→ EXERCISE OBJECTIVE
Return every entry exactly.

→ DATA TO USE
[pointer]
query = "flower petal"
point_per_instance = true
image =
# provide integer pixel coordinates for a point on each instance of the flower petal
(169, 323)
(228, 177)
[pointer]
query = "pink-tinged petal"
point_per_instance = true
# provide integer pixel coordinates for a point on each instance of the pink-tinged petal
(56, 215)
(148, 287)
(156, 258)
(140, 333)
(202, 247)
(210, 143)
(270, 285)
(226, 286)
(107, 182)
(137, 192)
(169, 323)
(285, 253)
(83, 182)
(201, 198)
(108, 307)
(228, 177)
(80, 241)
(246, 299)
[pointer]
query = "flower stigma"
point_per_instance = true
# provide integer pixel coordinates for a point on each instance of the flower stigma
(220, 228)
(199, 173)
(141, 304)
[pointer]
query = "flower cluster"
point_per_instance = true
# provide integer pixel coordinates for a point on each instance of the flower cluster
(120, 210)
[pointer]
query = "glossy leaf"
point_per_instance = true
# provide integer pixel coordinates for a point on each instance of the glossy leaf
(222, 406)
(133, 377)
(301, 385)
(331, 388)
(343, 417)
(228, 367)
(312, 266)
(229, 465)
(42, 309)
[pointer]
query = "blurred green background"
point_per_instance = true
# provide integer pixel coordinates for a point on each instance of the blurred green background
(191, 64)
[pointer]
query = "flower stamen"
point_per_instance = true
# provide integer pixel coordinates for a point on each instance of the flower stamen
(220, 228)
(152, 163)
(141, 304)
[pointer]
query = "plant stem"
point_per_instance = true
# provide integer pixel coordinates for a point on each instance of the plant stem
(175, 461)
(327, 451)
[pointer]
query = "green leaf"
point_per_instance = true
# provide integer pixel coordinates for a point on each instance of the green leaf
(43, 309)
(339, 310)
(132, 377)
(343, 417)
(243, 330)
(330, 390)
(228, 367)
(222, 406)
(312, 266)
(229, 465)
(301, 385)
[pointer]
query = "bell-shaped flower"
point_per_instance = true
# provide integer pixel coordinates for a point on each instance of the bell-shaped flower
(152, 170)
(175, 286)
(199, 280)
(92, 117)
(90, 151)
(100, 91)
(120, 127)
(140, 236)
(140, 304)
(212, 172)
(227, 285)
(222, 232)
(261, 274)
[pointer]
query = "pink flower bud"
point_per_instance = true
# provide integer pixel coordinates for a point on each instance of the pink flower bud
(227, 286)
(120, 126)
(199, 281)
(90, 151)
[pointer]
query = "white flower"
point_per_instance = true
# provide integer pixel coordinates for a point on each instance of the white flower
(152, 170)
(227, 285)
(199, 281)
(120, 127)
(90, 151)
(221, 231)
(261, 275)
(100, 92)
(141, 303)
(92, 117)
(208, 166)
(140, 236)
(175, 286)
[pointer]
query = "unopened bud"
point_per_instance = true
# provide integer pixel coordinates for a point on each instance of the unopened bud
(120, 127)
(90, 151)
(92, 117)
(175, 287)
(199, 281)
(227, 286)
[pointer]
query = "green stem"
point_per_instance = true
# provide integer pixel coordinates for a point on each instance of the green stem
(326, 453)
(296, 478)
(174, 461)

→ OUTPUT FOR THIS TASK
[pointer]
query = "flower petal"
point_per_instance = true
image =
# provide integer pixel coordinates for a point on each instance of the flower petal
(169, 323)
(228, 177)
[pointer]
query = "pink-tinged petal"
point_per_instance = true
# provide integer pixel coordinates for a point on each instance of the pink-tinged petal
(56, 215)
(148, 287)
(156, 258)
(140, 333)
(202, 247)
(210, 143)
(270, 285)
(226, 286)
(107, 182)
(137, 192)
(169, 323)
(285, 253)
(83, 182)
(201, 198)
(108, 307)
(228, 177)
(80, 241)
(246, 299)
[pointer]
query = "flower stigma"
point_per_instance = true
# provide integer pixel coordinates for a point on each instance of the flower stigma
(220, 228)
(199, 173)
(141, 304)
[pointer]
query = "flower cluster"
point_per_instance = true
# provide integer pixel coordinates for a point on each instance of the flower cluster
(120, 210)
[pointer]
query = "glossy leaf"
point_per_instance = true
# provide integer pixel coordinates for a point on each instance of the glossy leaf
(222, 406)
(133, 377)
(301, 385)
(331, 388)
(343, 417)
(228, 367)
(312, 266)
(229, 465)
(42, 309)
[pointer]
query = "blurred green background"
point_per_instance = true
# provide integer pixel coordinates for a point on each instance of the blurred green background
(191, 64)
[pointer]
query = "flower stamen"
point_per_instance = true
# provide integer pixel coordinates for a point on each instance of the flower stamen
(220, 228)
(152, 163)
(141, 304)
[pointer]
query = "plant stem"
point_per_instance = true
# provide integer pixel coordinates for a point on each instance of the plant stem
(175, 461)
(327, 451)
[pointer]
query = "green leaf"
point_per_instance = true
# provide integer pixel coordinates for a point on each instance of the green leaf
(43, 309)
(339, 310)
(132, 377)
(343, 417)
(243, 330)
(330, 390)
(228, 367)
(222, 406)
(312, 266)
(229, 465)
(301, 385)
[pointer]
query = "bell-shaped flower"
point_per_instance = true
# provide integer pixel coordinates for a point on each instance of the bell-shaped flower
(152, 170)
(175, 286)
(199, 280)
(92, 117)
(90, 151)
(100, 91)
(120, 127)
(140, 236)
(140, 304)
(212, 172)
(227, 285)
(222, 232)
(261, 274)
[pointer]
query = "pink flower bud"
point_per_instance = true
# provide integer pixel coordinates for a point on each instance of the pink flower bud
(227, 286)
(120, 126)
(199, 281)
(90, 151)
[pointer]
query = "white flower"
point_per_instance = true
# provide integer pixel coordinates for a point on each instance of the white flower
(152, 170)
(227, 285)
(199, 281)
(120, 127)
(90, 151)
(221, 231)
(261, 275)
(100, 92)
(141, 303)
(92, 117)
(208, 166)
(140, 236)
(175, 286)
[pointer]
query = "unopened bud"
point_per_instance = true
# provide integer pixel coordinates for a point on each instance of the unopened bud
(120, 127)
(90, 151)
(92, 117)
(175, 287)
(199, 281)
(227, 286)
[pointer]
query = "green stem"
point_per_instance = true
# provide integer pixel coordinates for a point on each instance of the green stem
(326, 453)
(296, 478)
(174, 461)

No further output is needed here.